■ About this exercise
Copy, from the listing, every line in which the string "building" is present.

⟨

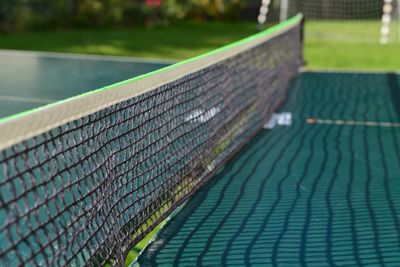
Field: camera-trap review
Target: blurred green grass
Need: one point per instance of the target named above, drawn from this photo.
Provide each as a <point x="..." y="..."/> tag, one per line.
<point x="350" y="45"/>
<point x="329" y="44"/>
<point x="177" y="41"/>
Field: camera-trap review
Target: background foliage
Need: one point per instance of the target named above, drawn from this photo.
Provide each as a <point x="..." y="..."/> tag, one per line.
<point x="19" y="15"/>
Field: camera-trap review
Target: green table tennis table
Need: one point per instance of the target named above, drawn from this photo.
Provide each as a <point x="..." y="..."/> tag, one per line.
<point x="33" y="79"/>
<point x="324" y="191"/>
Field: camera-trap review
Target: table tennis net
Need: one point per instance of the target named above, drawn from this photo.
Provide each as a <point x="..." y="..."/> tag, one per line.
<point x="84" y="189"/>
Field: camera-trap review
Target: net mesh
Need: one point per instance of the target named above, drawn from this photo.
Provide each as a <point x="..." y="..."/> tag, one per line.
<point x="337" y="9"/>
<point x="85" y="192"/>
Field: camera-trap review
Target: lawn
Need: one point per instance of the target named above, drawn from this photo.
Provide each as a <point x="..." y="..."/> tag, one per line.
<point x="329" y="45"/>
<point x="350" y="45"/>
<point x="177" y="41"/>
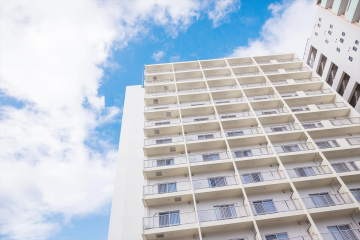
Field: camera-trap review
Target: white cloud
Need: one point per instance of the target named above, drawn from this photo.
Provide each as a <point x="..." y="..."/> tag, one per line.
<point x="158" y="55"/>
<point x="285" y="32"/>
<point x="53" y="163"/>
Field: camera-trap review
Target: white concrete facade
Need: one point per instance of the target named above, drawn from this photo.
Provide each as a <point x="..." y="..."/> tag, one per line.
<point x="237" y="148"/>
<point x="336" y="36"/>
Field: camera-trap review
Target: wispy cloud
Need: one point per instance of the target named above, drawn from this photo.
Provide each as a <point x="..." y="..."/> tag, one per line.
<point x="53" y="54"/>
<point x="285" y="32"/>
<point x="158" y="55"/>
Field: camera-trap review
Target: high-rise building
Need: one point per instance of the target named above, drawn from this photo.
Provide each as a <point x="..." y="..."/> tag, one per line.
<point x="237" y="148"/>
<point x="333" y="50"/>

⟩
⟨

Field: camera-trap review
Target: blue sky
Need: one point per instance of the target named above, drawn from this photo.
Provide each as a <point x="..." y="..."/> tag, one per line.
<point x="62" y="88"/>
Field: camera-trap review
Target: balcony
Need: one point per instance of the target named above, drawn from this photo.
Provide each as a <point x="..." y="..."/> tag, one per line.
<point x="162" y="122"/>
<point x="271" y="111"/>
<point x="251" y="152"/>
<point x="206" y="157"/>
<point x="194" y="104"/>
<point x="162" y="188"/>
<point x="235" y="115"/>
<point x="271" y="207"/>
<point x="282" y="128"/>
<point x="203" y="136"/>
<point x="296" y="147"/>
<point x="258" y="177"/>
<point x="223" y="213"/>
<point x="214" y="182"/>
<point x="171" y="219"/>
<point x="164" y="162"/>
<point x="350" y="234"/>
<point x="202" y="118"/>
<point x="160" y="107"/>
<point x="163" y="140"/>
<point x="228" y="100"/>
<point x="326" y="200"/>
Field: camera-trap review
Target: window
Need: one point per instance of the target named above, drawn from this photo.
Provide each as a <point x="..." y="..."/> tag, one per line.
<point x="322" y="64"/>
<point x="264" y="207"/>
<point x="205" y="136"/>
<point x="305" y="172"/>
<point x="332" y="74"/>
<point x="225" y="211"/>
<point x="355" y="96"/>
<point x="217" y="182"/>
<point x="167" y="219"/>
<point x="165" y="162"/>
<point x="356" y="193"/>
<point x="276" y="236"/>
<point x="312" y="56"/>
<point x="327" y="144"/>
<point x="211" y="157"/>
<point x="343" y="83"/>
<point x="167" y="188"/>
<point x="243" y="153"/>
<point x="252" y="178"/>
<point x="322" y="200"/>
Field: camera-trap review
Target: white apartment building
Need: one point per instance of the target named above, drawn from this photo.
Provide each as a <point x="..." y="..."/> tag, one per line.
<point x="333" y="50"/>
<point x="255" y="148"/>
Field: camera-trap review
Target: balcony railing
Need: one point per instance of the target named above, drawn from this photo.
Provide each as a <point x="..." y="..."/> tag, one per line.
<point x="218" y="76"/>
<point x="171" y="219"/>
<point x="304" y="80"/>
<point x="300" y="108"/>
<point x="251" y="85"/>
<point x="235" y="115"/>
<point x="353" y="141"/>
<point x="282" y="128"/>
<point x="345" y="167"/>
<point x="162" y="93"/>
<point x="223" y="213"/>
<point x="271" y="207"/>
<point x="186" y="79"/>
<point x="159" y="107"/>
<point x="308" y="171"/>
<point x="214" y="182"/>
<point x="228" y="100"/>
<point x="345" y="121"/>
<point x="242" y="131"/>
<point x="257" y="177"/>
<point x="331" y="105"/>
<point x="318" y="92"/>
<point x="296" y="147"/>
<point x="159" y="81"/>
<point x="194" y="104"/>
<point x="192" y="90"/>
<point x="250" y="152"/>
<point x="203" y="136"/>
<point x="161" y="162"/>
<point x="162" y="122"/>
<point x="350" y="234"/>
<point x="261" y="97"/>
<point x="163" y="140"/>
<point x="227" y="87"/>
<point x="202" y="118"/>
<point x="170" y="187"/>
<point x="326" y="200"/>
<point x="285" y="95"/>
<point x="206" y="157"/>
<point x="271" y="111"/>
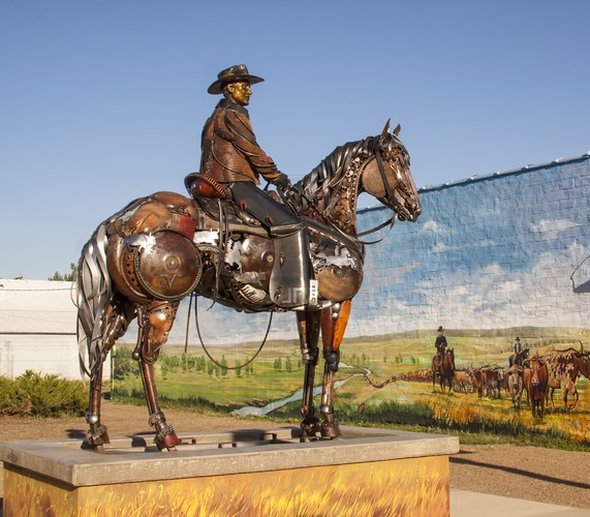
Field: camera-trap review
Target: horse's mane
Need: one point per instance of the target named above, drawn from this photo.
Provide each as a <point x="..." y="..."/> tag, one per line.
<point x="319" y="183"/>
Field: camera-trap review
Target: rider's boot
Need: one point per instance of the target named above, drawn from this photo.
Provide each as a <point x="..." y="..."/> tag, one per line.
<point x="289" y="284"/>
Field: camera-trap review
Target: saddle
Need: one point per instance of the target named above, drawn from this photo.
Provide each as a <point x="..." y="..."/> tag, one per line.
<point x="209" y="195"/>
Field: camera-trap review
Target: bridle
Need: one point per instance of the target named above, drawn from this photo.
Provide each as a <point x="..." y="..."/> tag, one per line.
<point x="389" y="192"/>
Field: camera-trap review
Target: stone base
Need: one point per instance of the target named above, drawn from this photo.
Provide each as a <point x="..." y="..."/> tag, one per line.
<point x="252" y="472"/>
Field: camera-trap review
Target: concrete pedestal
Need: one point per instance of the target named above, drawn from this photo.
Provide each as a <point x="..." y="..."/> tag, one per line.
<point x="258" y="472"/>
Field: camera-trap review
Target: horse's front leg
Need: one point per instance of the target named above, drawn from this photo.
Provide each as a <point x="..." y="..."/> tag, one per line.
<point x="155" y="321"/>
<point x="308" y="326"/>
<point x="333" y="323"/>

⟩

■ Response to this exercise
Target: high-rise building
Target: white apartment building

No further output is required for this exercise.